Requirement
Will you quote only the lines starting at the one that contains "the tree trunk" and ending with the last line of the listing below, inclusive?

Records to process
++++

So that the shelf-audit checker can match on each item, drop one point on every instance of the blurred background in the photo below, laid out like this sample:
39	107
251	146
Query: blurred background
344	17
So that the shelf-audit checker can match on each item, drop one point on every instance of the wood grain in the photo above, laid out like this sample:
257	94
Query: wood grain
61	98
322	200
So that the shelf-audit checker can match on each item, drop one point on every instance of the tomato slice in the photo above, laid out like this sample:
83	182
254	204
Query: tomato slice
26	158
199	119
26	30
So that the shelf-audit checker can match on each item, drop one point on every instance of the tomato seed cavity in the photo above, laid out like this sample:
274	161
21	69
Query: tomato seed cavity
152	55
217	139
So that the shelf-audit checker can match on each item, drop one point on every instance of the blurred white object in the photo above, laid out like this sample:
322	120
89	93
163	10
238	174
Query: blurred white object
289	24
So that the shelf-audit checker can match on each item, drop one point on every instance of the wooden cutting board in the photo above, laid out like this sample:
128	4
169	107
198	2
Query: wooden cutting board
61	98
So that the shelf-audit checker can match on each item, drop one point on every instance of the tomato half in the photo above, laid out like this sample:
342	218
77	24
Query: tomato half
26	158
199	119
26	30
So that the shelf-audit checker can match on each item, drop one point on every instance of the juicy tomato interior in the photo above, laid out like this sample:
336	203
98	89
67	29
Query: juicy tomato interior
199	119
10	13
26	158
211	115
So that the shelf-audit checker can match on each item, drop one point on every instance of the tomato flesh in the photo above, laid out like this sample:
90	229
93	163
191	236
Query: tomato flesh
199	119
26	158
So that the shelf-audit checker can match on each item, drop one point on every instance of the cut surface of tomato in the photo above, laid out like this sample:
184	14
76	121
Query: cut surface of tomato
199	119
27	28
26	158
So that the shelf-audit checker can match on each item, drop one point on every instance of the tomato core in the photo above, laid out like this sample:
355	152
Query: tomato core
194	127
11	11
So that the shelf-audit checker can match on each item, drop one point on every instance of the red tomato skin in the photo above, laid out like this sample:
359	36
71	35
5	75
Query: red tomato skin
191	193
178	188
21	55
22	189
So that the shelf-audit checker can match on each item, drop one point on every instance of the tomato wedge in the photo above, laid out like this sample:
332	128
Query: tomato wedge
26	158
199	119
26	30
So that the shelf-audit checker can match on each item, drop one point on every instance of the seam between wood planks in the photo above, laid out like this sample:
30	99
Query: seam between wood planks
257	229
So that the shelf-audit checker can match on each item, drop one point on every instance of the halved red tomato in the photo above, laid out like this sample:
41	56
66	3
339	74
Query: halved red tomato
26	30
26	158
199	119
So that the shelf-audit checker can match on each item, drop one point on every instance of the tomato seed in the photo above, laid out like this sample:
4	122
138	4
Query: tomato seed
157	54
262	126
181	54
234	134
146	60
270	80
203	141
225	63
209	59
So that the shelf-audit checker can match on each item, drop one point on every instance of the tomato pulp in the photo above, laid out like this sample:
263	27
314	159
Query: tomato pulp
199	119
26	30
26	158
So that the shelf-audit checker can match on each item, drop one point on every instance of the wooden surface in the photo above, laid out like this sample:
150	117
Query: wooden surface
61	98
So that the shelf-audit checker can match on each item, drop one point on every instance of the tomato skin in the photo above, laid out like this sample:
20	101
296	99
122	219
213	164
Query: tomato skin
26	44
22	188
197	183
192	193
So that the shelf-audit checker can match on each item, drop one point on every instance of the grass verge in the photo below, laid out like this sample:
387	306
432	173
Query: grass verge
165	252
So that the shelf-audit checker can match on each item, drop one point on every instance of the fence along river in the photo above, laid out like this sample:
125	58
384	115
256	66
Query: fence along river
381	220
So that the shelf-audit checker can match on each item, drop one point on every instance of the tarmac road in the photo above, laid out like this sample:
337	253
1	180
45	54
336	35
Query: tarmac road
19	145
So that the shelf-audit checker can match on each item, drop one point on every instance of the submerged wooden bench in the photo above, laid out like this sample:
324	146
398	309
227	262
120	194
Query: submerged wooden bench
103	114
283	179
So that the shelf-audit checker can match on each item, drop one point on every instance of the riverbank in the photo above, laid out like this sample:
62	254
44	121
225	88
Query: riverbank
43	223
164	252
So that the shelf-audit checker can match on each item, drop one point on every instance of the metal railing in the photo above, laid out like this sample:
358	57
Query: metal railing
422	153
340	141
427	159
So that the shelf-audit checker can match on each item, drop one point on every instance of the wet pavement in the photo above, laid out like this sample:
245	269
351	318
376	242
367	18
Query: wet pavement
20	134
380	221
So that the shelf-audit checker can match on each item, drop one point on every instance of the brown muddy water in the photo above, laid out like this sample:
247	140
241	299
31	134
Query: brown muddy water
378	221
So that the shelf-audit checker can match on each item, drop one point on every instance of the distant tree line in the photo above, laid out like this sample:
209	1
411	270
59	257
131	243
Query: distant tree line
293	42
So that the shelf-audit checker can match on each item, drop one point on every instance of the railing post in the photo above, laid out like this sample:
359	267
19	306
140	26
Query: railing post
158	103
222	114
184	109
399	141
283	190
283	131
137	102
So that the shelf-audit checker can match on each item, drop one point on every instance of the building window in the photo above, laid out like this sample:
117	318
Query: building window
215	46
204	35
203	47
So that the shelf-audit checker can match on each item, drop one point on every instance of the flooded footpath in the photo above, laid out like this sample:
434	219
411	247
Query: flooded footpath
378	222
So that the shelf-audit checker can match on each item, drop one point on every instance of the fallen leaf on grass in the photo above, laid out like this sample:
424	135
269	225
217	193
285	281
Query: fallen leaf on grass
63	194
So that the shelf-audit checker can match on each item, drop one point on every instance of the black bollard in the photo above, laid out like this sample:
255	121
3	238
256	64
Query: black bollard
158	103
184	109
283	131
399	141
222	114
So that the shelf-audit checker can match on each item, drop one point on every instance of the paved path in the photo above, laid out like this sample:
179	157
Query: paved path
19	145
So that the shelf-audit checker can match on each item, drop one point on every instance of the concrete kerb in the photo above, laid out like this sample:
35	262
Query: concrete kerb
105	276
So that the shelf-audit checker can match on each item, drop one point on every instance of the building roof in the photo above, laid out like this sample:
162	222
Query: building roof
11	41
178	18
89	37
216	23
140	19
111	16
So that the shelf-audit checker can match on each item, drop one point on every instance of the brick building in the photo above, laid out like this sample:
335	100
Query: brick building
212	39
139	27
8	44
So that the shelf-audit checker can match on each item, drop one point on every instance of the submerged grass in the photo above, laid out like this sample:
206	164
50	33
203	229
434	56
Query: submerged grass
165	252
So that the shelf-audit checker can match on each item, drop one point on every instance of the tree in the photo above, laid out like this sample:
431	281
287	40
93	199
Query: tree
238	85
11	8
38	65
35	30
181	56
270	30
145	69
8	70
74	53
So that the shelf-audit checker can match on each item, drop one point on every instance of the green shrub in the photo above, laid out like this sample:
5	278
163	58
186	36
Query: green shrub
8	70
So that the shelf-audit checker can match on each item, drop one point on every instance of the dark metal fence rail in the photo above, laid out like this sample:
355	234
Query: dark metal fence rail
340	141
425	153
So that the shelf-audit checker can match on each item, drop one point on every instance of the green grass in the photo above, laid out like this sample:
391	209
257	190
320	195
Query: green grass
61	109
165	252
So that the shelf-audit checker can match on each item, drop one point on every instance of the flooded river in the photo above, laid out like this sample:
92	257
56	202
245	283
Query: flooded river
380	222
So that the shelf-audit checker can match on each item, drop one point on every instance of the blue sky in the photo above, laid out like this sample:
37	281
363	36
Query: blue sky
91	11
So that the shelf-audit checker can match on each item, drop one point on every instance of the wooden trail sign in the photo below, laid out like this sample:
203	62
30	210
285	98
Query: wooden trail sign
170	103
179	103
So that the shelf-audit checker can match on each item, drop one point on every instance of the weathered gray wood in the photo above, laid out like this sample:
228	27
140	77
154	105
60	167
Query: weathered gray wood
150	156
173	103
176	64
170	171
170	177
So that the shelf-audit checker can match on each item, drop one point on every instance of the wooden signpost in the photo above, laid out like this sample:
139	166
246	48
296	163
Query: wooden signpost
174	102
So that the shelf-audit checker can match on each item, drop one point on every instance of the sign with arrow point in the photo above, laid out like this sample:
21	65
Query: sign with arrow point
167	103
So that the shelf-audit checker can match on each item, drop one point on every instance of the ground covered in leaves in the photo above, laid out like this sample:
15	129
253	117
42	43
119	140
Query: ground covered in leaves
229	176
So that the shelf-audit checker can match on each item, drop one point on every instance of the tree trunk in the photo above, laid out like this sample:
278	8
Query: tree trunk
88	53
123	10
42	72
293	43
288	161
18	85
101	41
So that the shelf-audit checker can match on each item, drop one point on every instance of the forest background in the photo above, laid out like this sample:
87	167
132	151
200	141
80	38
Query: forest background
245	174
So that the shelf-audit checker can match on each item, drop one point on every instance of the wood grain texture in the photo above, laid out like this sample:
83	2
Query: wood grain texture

++++

Answer to the task
So that the shelf-audit checker can match on each item, drop one point on every instance of the tree trunk in the photo above, laid out like this sample:
278	8
Query: tree trunk
88	53
123	10
42	72
293	43
288	161
18	85
101	41
So that the shelf-audit checker can match on each item, drop one point on every instance of the forest background in the photo above, laid out like this sample:
87	167
132	151
200	141
80	38
Query: forest background
245	174
So that the shelf-audit checker can match on each item, drop one point on every instance of the wood grain texture in the photo above, laid out like this sample:
83	2
Query: wood grain texture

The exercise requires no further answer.